*SET TASK 1:* In the passage on titanium oxide layers, which sample needed a two-layer model to fit the ellipsometric data?

In the next step, the substrate dielectric function was kept constant and the four different titanium oxide layers were analyzed for the thermally and anodically treated samples. For three of those four samples (THERMOX-2, ANOX-18V, and ANOX-9V), the same model was used which consists of a Cody–Lorentz function [26] to fit the bandgap region of TiO2 at energies of 3.2–3.4 eV, a Gaussian function to model absorption in the ultraviolet and a Drude function for free-carrier absorption in the infrared part of the spectrum. In case of THERMOX-1, a more complex model was developed. Here, it was found that a two-layer approach is necessary for a sufficient fit of the ellipsometric data: the first layer was modelled as a combination of a Tauc-Lorentz (bandgap), a Gaussian function (visible absorption peak) and a Lorentz oscillator (free-carrier absorption). The second layer was modelled as a Tauc–Lorentz function for considering the optical bandgap along with three additional harmonic oscillators to simulate absorption peaks over the complete spectral range measured. An additional roughness layer was added to the models of each sample including a 50% effective medium approximation of the underlying layer material. The resulting fits for all samples are shown in Fig. 3b–e. The respective values for the titanium oxide layer thickness and the corresponding roughness are presented in Table 1.

Table 1

List of differently oxidized grade-1 titanium samples along with relevant oxide layer properties determined by VASE (thickness), µ-RS (Type of oxide) and IIT (hardness)

Sample name

Oxide layer thickness + roughness layer thickness (nm)

Type of oxide

Indentation hardness (GPa)

*SET TASK 2:* Rewrite the records from the start through the line containing "point(367, 108)", swapping "perched bird" for "sitting bird" and leaving everything else unchanged. Omit the pictures.

*MATERIAL PROVIDED:*
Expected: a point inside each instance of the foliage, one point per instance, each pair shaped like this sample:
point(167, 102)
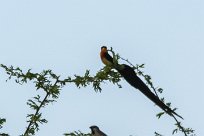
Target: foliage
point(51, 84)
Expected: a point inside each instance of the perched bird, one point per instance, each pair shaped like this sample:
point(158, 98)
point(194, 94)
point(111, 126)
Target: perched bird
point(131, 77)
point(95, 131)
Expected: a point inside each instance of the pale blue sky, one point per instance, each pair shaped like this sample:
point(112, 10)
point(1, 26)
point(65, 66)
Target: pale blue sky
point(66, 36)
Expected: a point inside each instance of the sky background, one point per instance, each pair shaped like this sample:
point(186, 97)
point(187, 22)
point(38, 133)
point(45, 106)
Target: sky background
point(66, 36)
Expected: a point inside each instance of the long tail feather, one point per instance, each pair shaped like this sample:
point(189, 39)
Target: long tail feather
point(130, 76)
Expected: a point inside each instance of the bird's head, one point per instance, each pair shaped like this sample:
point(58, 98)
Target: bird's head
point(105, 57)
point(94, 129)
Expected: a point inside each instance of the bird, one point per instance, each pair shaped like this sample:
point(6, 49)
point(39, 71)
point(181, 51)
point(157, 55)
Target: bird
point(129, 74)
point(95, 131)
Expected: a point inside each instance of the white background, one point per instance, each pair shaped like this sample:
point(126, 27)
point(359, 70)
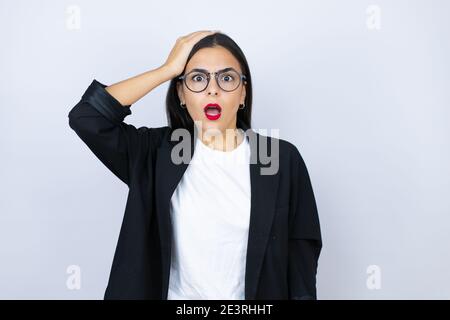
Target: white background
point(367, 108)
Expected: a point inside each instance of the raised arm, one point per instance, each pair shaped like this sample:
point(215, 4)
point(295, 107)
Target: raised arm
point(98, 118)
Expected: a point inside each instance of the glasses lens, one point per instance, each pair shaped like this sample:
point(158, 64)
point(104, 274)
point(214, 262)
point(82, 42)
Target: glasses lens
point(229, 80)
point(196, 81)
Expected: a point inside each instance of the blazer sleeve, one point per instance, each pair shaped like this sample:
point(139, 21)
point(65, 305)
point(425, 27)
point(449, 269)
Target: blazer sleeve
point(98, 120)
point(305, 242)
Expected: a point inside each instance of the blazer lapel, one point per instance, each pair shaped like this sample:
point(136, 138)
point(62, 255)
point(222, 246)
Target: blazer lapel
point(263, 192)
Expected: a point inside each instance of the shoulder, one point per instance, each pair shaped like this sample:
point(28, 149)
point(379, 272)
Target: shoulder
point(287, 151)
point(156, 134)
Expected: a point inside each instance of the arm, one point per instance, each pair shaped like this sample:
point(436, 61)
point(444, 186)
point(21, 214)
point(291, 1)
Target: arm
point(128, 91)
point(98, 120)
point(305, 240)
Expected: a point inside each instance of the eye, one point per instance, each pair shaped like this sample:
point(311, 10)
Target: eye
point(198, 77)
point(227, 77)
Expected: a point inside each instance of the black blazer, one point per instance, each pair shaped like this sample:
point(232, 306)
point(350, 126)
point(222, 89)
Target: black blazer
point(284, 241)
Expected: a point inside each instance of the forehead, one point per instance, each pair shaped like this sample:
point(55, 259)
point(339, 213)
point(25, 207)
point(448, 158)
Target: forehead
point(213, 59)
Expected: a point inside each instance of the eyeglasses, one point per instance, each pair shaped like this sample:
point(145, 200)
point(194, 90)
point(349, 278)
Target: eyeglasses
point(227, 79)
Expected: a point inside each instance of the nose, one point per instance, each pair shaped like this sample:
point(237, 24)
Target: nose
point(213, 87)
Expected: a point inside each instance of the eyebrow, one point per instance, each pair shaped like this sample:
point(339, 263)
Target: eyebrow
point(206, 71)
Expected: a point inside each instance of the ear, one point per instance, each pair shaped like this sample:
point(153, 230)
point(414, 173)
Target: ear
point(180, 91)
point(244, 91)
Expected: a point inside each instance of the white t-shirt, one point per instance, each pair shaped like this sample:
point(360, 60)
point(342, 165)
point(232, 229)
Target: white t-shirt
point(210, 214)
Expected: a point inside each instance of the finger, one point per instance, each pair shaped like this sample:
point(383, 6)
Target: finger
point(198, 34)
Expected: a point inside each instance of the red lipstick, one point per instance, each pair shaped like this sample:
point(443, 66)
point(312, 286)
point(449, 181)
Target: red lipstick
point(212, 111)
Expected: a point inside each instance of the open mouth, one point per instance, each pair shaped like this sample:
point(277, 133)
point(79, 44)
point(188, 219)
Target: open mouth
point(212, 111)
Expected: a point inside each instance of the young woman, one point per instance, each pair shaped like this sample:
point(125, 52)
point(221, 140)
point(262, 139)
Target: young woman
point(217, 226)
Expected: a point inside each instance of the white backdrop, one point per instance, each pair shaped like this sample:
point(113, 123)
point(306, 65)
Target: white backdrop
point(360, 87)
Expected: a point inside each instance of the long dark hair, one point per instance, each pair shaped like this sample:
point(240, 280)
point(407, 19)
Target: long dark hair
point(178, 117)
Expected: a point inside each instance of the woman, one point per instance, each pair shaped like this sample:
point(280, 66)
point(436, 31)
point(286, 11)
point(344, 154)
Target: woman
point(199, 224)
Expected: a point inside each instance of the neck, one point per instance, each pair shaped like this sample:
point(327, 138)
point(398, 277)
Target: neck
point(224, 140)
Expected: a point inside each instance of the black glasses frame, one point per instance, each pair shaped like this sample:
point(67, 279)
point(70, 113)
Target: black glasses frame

*WORKED SOLUTION 1:* THERMOX-1

*WORKED SOLUTION 2:*
Expected: a point inside each instance of the foliage, one point per instance, each pair shaped like this sample:
point(167, 102)
Target: foliage
point(51, 84)
Expected: a point inside each instance of the sitting bird, one point per instance, each pair shaped like this sample:
point(158, 98)
point(194, 94)
point(111, 126)
Target: sitting bird
point(131, 77)
point(95, 131)
Expected: a point inside each instance of the pale blue sky, one point per instance, each pair shaped like this sample:
point(112, 10)
point(1, 26)
point(65, 66)
Target: pale blue sky
point(66, 36)
Expected: a point inside each instance of the sky background, one point per instance, each pair shaped like this sample:
point(186, 97)
point(187, 22)
point(38, 133)
point(45, 106)
Target: sky background
point(66, 36)
Expected: a point inside each instance of the long tail feather, one point per instance, each pair shaped like this sample:
point(189, 39)
Target: long tail feather
point(130, 76)
Expected: a point inside each instance of the bird's head, one point per instance, each pair shaped like this sample:
point(58, 98)
Target: bird's head
point(105, 57)
point(94, 129)
Expected: a point inside each instance of the bird, one point per instance, each pair shaped like this sample:
point(6, 49)
point(39, 71)
point(181, 51)
point(157, 55)
Target: bird
point(129, 74)
point(95, 131)
Expected: a point inside each instance of the white background, one point per instance, each pair shaped like this sample:
point(126, 27)
point(359, 70)
Target: white background
point(367, 108)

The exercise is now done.